## Source extract
Why do LLMs still hallucinate in 2025?

June 17, 2025

Why do LLMs still hallucinate in 2025?

‍

By Alex Korolev, Machine Learning Research Engineer, Root Signals Inc.

‍

This is an extremely compressed overview on the current state of hallucinations, intended to provide some research direction and starting considerations for building hallucination resilience into LLM-powered applications. While we had overly optimistic takes on hallucinations being solved by now, from industry leaders two years ago (see here for a summary from 2023), in practice hallucinations remain a key bottleneck to unlock, may have become even more prevalent with reasoning models than before and remain an active research area.

‍

Key take-aways from the current state of hallucinations research

Newer models do NOT hallucinate less, reasoners in general, as well as higher complexity tasks over longer contexts cause MORE hallucinations
Hallucinations are not just a gap in factual knowledge that can be solved via adding relevant context in the prompt. RAG does not fix hallucinations.
Benchmarks that target single-turn QA will not give you realistic insights into how much model X hallucinates at task Y -> hallucination snowballing likelihood increases once a hallucination is in context and this effect is not measured in current benchmarks - this is the Achilles heel of reasoning models and long context in particular
The effect of backtracking capabilities of reasoning models on hallucinations (e.g. "No, wait, let me check...") is hard to isolate and judge on during training and often leads to verbose <think> sections
Prompt instructions are under-specified proxy goals for LLMs and leave lots of details up to interpretation but even a fully specified goal would not avoid hallucinations due to the nature of features competing against the model's default to refuse answers and being probabilistic gating functions.

(Excerpts from a dataset)
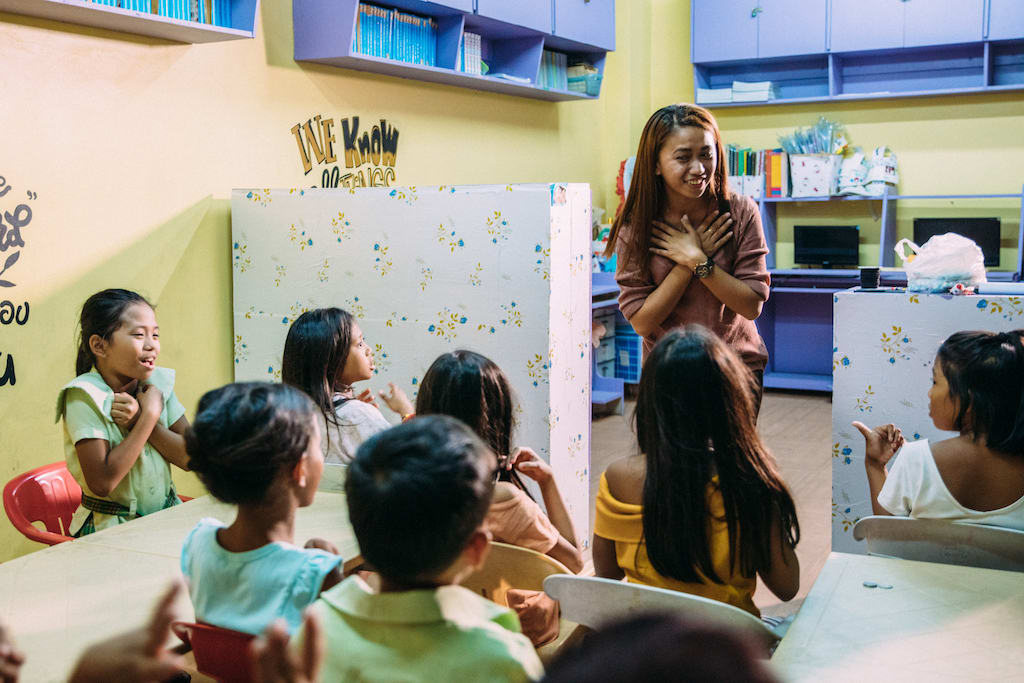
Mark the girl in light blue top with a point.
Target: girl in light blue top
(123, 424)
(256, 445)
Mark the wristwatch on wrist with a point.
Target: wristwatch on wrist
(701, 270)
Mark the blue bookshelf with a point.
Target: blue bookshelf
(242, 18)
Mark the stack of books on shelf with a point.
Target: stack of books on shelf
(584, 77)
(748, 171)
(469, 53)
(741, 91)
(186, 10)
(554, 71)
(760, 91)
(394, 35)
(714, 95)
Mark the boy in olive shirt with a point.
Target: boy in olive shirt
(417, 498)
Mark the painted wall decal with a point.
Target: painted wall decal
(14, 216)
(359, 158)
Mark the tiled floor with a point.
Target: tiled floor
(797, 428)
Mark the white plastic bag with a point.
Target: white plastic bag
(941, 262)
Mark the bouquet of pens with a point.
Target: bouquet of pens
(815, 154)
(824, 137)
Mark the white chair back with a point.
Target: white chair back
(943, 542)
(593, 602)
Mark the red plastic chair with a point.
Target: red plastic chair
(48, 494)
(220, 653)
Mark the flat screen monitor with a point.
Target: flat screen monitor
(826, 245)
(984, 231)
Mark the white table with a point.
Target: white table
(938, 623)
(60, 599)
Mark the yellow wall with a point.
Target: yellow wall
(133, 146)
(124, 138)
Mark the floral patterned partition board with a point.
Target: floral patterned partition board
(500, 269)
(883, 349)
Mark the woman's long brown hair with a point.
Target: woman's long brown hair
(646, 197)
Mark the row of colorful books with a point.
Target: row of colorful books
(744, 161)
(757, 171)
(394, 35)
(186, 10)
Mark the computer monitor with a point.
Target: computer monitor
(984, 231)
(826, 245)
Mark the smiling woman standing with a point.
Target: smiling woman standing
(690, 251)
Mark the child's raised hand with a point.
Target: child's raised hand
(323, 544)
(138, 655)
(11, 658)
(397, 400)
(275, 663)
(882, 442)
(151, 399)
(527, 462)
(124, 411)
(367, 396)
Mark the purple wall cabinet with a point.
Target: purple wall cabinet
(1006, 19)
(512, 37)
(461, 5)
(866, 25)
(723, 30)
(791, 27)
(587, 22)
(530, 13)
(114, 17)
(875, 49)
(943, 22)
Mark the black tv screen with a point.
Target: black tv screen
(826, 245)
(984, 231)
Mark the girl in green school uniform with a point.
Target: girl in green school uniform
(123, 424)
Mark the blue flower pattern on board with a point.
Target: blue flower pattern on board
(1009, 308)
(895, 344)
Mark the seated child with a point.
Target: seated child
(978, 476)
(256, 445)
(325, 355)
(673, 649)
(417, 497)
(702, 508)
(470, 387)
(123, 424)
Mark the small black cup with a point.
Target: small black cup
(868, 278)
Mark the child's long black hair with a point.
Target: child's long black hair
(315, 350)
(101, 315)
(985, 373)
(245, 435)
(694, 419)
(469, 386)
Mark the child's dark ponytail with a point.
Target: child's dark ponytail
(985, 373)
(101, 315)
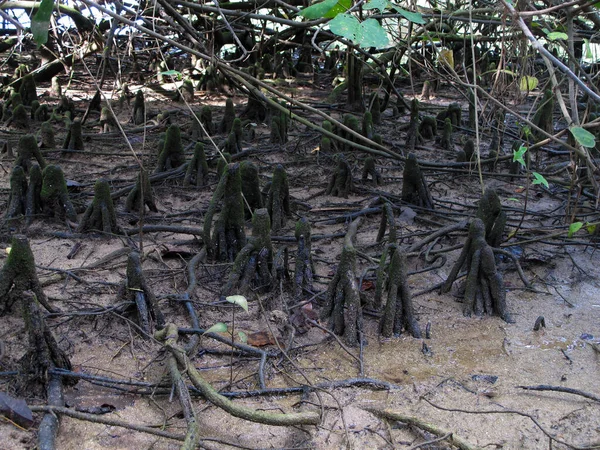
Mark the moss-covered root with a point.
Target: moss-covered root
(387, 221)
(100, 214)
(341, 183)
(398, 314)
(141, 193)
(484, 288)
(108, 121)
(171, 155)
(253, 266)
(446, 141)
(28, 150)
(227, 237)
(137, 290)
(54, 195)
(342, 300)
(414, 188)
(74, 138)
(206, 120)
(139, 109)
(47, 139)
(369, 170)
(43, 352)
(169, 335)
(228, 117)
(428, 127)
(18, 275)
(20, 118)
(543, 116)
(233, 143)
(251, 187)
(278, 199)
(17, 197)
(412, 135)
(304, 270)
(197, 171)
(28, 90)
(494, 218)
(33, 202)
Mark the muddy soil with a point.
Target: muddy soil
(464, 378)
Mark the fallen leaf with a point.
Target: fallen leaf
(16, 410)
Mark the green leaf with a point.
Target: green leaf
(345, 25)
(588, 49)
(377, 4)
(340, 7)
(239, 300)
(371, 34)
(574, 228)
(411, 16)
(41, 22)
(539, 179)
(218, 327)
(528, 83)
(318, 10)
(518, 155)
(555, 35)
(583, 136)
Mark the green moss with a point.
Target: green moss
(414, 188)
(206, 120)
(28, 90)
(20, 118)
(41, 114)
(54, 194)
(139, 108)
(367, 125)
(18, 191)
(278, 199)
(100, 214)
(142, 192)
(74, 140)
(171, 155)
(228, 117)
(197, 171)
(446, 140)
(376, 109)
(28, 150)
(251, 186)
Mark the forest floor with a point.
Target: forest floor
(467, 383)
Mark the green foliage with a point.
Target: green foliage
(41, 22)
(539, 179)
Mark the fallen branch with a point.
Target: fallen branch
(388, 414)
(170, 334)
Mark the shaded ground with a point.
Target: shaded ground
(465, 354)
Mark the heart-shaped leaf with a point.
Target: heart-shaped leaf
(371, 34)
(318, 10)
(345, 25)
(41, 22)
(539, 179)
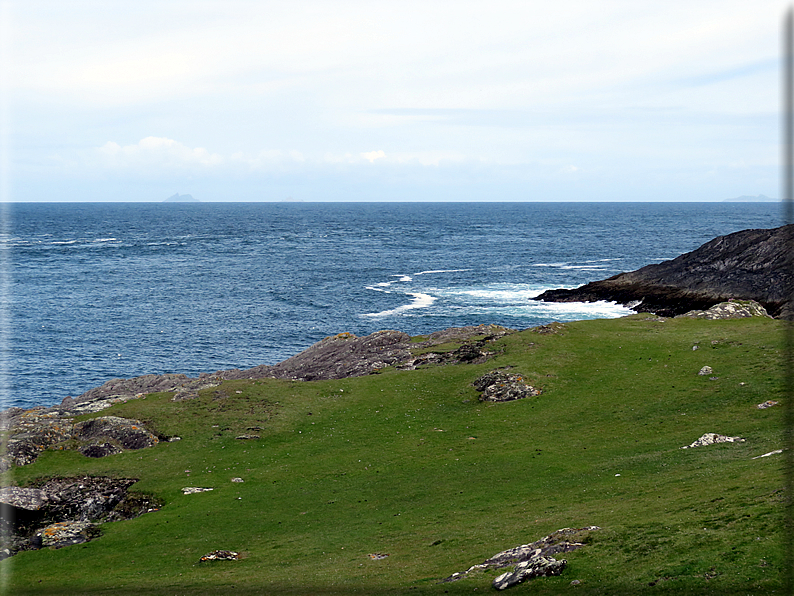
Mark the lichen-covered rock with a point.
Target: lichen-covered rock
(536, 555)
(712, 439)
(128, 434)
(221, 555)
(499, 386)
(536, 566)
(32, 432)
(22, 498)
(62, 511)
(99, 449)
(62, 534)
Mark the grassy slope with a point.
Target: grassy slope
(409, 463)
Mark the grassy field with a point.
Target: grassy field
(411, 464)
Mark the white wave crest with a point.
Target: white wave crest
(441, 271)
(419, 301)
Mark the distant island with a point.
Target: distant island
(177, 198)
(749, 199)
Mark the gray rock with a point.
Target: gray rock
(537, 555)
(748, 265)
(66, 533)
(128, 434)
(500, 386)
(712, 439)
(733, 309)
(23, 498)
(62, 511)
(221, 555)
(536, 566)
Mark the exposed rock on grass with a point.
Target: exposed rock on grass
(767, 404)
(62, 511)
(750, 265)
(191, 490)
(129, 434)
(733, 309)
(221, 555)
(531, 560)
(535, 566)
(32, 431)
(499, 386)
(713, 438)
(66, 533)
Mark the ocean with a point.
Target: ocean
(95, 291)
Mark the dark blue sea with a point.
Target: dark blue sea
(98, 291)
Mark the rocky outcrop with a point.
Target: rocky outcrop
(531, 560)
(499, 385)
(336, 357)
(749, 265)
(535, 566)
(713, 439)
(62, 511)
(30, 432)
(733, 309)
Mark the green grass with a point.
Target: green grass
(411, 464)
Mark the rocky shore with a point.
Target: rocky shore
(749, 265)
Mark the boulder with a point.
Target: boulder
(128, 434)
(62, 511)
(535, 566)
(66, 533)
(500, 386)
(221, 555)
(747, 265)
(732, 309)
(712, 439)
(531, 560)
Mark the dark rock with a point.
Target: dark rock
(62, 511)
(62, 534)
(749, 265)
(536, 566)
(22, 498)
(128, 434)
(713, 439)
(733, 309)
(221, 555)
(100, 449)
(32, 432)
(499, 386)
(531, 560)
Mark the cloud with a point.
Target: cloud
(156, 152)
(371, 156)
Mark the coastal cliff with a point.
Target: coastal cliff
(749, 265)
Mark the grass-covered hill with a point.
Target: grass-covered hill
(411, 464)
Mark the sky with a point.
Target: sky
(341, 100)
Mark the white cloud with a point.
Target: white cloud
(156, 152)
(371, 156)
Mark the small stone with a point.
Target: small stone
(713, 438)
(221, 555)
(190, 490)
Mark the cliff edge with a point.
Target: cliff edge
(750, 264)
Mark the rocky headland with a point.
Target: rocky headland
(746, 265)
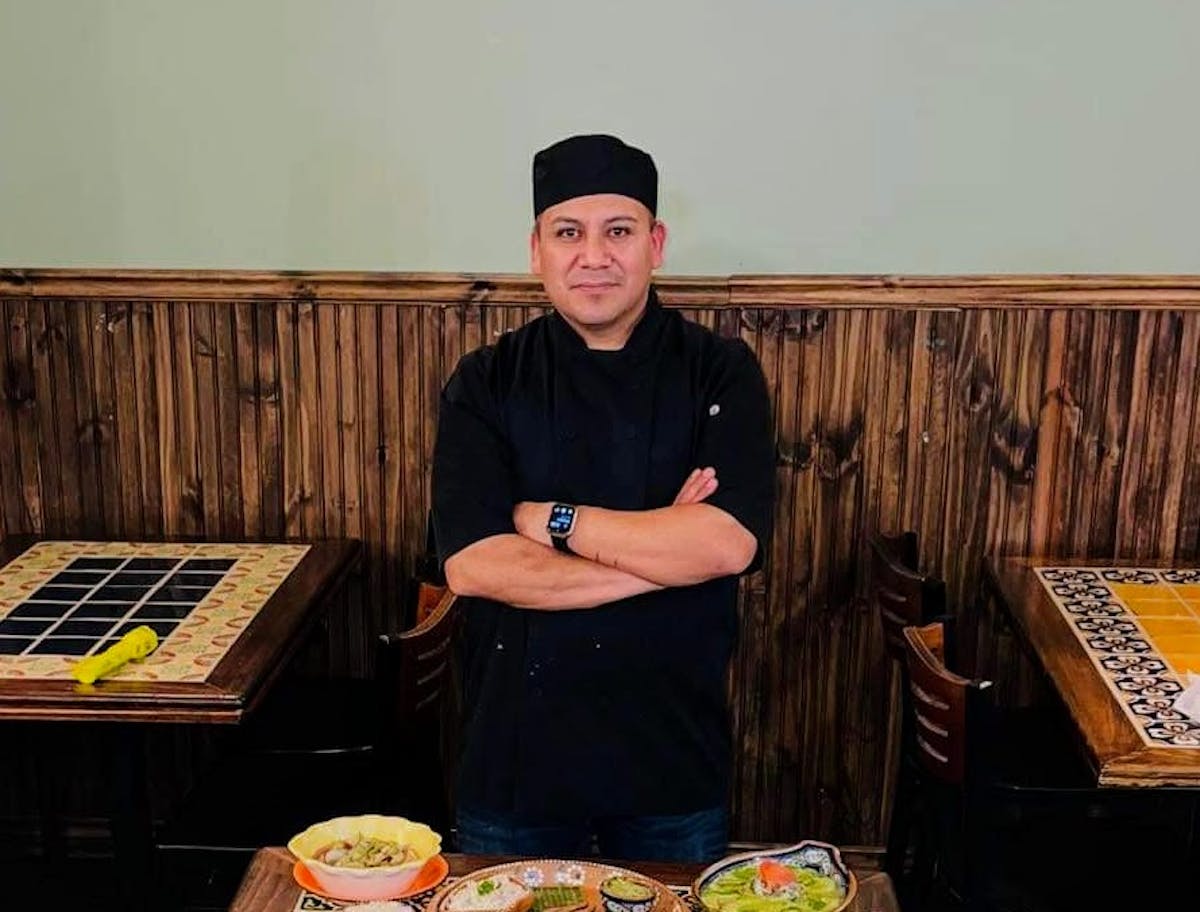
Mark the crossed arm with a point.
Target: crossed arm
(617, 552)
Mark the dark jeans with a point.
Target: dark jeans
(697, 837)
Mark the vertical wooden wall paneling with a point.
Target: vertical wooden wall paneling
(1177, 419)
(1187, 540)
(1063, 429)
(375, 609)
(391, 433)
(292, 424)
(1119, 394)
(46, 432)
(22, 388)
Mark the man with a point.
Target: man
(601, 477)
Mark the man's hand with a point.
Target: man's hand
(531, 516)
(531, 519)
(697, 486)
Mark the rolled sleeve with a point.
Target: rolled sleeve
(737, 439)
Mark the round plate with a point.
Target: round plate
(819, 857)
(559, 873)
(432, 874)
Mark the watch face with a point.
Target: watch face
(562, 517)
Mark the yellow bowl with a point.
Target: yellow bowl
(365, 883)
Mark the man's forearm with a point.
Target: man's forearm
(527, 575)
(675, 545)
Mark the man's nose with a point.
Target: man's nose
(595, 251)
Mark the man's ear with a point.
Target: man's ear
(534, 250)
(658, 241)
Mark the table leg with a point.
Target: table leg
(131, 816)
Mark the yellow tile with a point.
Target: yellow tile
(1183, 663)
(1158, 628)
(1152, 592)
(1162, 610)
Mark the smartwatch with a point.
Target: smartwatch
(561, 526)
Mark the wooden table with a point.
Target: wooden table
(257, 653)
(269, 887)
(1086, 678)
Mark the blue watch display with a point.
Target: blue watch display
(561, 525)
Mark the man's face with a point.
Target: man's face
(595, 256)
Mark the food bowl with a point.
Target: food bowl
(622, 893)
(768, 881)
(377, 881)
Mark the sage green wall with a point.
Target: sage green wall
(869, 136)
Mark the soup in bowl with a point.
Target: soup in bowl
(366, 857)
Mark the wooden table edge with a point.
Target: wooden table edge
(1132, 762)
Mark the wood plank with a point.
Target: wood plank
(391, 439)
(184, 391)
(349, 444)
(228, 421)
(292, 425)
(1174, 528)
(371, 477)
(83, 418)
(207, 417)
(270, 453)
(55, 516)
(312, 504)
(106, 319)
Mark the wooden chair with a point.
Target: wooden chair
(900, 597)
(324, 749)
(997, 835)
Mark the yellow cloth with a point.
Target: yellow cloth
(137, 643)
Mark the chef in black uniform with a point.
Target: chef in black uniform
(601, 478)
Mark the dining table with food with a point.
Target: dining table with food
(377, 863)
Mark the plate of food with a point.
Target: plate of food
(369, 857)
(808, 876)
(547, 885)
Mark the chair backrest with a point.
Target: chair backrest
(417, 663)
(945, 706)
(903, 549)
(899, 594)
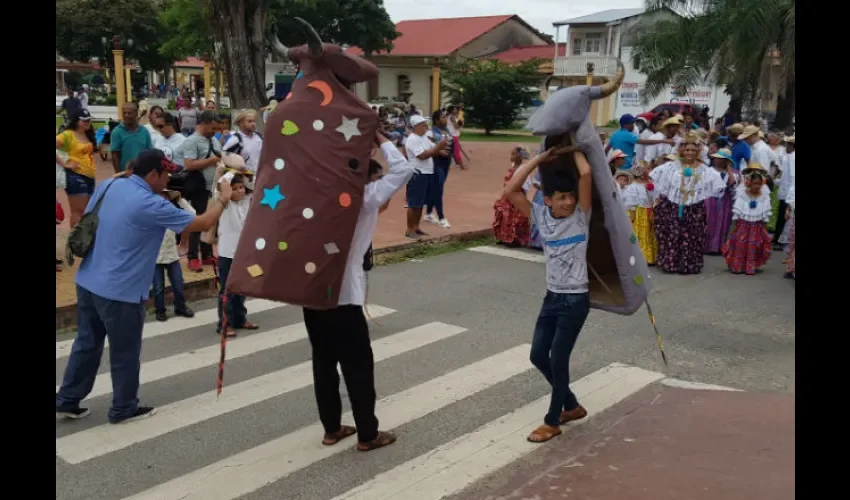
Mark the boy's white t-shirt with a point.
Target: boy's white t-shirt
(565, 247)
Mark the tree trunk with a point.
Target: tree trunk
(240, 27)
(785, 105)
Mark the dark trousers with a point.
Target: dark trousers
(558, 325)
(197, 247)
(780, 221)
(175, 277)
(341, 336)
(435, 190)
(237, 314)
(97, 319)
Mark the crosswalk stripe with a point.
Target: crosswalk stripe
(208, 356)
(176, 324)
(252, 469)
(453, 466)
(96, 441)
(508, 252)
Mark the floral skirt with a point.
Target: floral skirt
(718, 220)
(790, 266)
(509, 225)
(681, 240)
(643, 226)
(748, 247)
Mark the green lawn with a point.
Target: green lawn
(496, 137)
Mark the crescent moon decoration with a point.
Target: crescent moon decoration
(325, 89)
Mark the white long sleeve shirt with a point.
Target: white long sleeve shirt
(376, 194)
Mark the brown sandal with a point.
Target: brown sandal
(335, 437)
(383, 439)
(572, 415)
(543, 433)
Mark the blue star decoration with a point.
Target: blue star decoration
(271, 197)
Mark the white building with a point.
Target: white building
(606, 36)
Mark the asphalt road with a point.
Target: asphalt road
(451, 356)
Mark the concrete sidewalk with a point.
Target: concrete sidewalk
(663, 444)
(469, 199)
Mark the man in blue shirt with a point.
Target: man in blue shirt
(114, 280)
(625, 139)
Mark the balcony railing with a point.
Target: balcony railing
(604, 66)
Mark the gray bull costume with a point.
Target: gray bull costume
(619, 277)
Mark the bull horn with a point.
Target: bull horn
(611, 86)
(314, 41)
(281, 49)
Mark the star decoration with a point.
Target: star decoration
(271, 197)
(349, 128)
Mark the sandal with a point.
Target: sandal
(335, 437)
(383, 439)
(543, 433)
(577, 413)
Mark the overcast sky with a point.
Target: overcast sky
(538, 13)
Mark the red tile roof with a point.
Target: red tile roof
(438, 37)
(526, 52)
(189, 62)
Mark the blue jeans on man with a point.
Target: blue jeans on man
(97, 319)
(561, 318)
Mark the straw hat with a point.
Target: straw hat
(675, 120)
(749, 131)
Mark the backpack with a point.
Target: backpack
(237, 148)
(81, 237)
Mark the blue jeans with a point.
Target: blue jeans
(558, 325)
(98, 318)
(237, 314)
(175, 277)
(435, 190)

## Exercise instructions
A. Using the overview on LLM hallucinations, mark each statement yes or no and quote the words that decide it: (i) adding relevant context through RAG fixes hallucinations; (ii) the backtracking of reasoning models often leads to verbose <think> sections; (iii) current benchmarks do not measure hallucination snowballing.
B. Write the next part of the overview on LLM hallucinations, starting right after its final take-away about prompt instructions.

## Answers for each item
A.
(i) No: "RAG does not fix hallucinations."
(ii) Yes: "often leads to verbose <think> sections"
(iii) Yes: "this effect is not measured in current benchmarks"

B.
Chains of Thought, including those from reasoning models, are NOT faithful to their outputs. They can omit key details, misrepresent the internal circuits the model was using to generate such outputs or be hindsight-justified explanations meant to appeal to the user.

‍

Towards a working understanding of hallucinations

Hallucinations:

Are unreasonable inferences from either training data or in-context data for a given prompt
Are not related to the factual correctness of outputs (both for source-dependent or source-independent world knowledge)
Include cases where model internals (features of the key circuits for a given output) may be aware and indicate refusal, based on insufficient grounds, but the refusal is overridden by other features (e.g. by Induction Heads with "I have seen this before and it was X, trust me")

There are many suspect features that affect hallucinations, but let's take some that are easy to visualize - there is strong evidence for existence of Known answer features, which can be probed with interventions. Intuitively, over larger contexts we may encounter lots of such Known answers, such that we could mix in an Unknown entity but still pass the threshold of the inhibition of the Can't Answer feature overall, which then leads to a hallucination.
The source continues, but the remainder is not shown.